◆ WRITTEN TASK 1 ◆
From the FCIAC football passage below, reproduce word for word the part that opens with "These were two" and closes with "against West Haven.".

◆ SOURCE EXTRACT ◆
These were two of the best teams in the state, both undefeated and with lengthy winning streaks that began a couple seasons prior, and they would match up in the first showdown of division champions playing each other to decide the FCIAC champion.

Two weeks prior to the game both teams improved to 8-0 with victories. Rippowam shut out Norwalk, 18-0, for its 18th straight victory. Stamford Catholic increased its unbeaten streak (with one tie) to 18 with a 28-8 victory over Danbury in which Ricky Robustelli, a 6-foot-1, 162-pound senior quarterback, completed 15-of-18 passes for 224 yards.

Both teams had games scheduled the following week but a heavy rainstorm forced the cancellation of Rippowam’s home game against West Haven.

Stamford Catholic played at Brien McMahon in very muddy and sloppy conditions and Robustelli threw three more touchdown passes in a 32-6 victory. At that point he had 13 touchdown passes in his last four games and he led the state with 18.

The next game for both teams would be the big showdown – the first FCIAC football championship game. Coach Al Shanen’s Rippowam Warriors were the West Division champions while the Crusaders of coach Bob Horan had won the East.

“The buildup came from where we were both 6-0 and then 7-0 and then 8-0, and people felt like this would be two unblemished records,” Robustelli recalled. “Prior to that there were also the streaks from year before. So momentum sort of built.”

Rippowam was led by the sensational Bobby Valentine, a very fast 5-foot-9, 175-pound junior running back with sharp-cutting, elusive moves. He was selected to the New Haven Register All-State Team as a sophomore in 1965 when Rippowam was voted the No. 1 team in the final state poll. Valentine was in the midst of a career so stellar that he is still the only player from the FCIAC who has been selected to the Register All-State Team for three consecutive years.

◆ WRITTEN TASK 2 ◆
How many lines in the records below contain the string "canopy"? Reply with the number alone.

◆ GIVEN INFORMATION ◆

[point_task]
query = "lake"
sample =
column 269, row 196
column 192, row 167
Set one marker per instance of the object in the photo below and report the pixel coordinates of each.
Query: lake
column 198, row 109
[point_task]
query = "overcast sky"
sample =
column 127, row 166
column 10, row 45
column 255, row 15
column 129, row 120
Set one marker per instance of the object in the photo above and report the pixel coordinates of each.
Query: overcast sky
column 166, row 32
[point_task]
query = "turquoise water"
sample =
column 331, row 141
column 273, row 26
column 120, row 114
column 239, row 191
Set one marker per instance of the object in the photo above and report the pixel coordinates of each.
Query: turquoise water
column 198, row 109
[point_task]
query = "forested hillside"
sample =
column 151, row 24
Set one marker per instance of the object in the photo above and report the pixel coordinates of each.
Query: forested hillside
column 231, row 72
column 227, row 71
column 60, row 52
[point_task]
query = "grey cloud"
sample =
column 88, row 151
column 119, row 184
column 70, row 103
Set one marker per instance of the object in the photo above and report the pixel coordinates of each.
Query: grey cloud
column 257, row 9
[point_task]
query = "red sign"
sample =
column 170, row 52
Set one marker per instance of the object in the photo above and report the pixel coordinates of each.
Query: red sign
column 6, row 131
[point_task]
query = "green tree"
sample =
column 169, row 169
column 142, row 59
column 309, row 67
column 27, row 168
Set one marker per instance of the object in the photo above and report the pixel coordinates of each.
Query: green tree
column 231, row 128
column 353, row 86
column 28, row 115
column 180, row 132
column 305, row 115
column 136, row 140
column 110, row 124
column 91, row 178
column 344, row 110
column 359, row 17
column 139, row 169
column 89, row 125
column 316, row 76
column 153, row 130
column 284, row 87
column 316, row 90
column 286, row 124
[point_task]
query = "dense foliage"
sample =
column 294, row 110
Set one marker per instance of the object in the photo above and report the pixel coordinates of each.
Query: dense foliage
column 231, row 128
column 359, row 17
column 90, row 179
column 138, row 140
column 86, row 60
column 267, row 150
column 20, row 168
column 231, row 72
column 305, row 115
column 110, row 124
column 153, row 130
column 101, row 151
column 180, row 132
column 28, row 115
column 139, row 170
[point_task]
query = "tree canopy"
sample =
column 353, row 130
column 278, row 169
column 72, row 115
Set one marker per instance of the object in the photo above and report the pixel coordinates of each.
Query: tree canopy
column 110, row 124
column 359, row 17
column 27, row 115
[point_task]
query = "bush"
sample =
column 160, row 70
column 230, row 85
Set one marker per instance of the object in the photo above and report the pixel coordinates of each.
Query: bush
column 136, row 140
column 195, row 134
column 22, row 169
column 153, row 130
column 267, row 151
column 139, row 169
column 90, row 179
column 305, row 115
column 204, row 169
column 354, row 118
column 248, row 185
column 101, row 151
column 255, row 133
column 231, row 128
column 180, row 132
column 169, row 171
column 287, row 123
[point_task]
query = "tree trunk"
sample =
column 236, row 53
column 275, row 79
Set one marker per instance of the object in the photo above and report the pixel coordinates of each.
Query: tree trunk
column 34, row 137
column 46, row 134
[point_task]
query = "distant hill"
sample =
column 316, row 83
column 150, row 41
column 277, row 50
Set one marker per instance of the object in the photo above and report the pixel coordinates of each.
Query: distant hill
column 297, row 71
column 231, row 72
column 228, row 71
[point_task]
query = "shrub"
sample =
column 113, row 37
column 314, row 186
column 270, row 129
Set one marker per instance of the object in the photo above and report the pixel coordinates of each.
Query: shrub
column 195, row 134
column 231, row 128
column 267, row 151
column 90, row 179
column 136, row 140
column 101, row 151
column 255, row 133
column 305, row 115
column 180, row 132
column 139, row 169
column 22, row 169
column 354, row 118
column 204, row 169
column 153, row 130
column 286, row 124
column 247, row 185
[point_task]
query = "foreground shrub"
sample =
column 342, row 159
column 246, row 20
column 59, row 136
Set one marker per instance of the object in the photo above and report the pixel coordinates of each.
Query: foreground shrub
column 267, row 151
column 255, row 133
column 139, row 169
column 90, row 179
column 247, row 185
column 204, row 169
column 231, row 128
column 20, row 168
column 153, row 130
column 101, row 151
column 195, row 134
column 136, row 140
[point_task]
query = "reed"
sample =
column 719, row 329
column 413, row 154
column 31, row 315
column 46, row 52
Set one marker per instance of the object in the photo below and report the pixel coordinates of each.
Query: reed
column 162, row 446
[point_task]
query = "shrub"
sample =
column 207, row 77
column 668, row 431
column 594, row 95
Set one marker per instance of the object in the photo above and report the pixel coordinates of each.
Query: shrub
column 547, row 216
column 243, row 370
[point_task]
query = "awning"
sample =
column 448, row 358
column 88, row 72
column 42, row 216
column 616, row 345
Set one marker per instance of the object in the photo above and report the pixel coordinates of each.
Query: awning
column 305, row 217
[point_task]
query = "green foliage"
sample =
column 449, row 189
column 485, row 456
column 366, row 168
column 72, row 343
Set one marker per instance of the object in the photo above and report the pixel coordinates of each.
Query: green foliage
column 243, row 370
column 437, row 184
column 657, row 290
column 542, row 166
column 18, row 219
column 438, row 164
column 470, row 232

...

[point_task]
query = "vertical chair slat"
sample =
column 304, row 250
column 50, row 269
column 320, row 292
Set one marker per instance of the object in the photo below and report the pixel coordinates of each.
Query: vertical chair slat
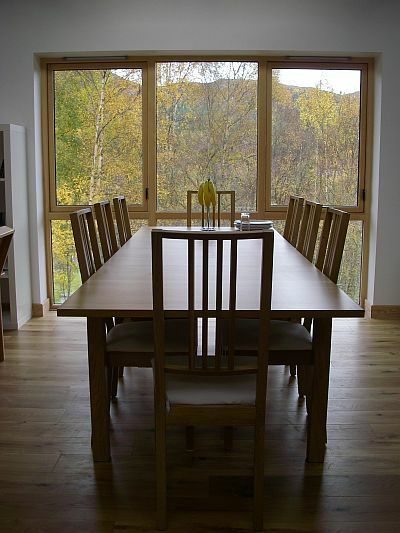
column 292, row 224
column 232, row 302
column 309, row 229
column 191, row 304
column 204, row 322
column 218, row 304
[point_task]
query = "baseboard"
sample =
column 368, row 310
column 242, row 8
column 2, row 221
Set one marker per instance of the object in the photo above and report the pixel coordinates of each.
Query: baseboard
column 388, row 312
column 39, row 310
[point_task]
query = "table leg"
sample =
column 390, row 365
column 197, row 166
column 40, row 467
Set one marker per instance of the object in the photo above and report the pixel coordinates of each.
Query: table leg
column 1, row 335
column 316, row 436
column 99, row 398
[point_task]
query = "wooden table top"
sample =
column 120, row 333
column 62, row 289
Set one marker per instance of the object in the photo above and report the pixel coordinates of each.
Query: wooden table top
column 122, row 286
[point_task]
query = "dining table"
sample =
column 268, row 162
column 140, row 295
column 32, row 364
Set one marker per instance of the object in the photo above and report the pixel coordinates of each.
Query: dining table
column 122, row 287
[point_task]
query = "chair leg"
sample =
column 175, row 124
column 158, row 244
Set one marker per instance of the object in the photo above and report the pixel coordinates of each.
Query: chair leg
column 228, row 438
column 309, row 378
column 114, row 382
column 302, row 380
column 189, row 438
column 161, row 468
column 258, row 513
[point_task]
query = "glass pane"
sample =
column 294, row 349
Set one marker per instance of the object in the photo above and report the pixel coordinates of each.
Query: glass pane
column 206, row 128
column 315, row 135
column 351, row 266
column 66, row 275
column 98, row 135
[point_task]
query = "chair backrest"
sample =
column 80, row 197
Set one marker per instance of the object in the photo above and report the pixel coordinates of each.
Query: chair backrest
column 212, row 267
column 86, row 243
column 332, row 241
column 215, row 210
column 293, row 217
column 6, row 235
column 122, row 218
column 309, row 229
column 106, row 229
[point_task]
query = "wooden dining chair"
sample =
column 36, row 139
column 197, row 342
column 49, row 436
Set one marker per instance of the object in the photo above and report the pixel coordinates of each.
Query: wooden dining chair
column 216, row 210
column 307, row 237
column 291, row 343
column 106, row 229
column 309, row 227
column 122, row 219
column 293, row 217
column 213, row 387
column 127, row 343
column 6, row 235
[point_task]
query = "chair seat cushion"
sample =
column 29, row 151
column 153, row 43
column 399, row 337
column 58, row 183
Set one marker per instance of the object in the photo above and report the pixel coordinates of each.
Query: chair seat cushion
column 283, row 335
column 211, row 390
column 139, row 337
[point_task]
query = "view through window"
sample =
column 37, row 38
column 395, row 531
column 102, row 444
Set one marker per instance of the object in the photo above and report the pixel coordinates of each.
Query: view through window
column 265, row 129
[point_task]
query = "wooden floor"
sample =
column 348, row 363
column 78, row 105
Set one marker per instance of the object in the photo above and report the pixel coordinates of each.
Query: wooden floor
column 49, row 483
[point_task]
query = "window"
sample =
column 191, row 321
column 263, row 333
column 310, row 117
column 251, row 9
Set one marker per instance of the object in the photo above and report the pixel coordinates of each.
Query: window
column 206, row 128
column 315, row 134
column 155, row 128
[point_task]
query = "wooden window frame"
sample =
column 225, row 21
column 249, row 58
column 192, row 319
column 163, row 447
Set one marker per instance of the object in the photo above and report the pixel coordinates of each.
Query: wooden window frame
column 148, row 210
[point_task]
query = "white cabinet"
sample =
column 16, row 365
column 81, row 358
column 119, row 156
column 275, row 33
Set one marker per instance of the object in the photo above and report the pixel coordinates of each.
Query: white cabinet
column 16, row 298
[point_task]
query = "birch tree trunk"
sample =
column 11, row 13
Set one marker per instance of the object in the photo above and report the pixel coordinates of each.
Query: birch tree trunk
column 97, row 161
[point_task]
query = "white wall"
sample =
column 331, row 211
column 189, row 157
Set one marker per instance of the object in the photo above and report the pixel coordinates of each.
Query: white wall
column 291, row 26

◆ EXERCISE ANSWER 1 ◆
These were two of the best teams in the state, both undefeated and with lengthy winning streaks that began a couple seasons prior, and they would match up in the first showdown of division champions playing each other to decide the FCIAC champion.

Two weeks prior to the game both teams improved to 8-0 with victories. Rippowam shut out Norwalk, 18-0, for its 18th straight victory. Stamford Catholic increased its unbeaten streak (with one tie) to 18 with a 28-8 victory over Danbury in which Ricky Robustelli, a 6-foot-1, 162-pound senior quarterback, completed 15-of-18 passes for 224 yards.

Both teams had games scheduled the following week but a heavy rainstorm forced the cancellation of Rippowam’s home game against West Haven.

◆ EXERCISE ANSWER 2 ◆
2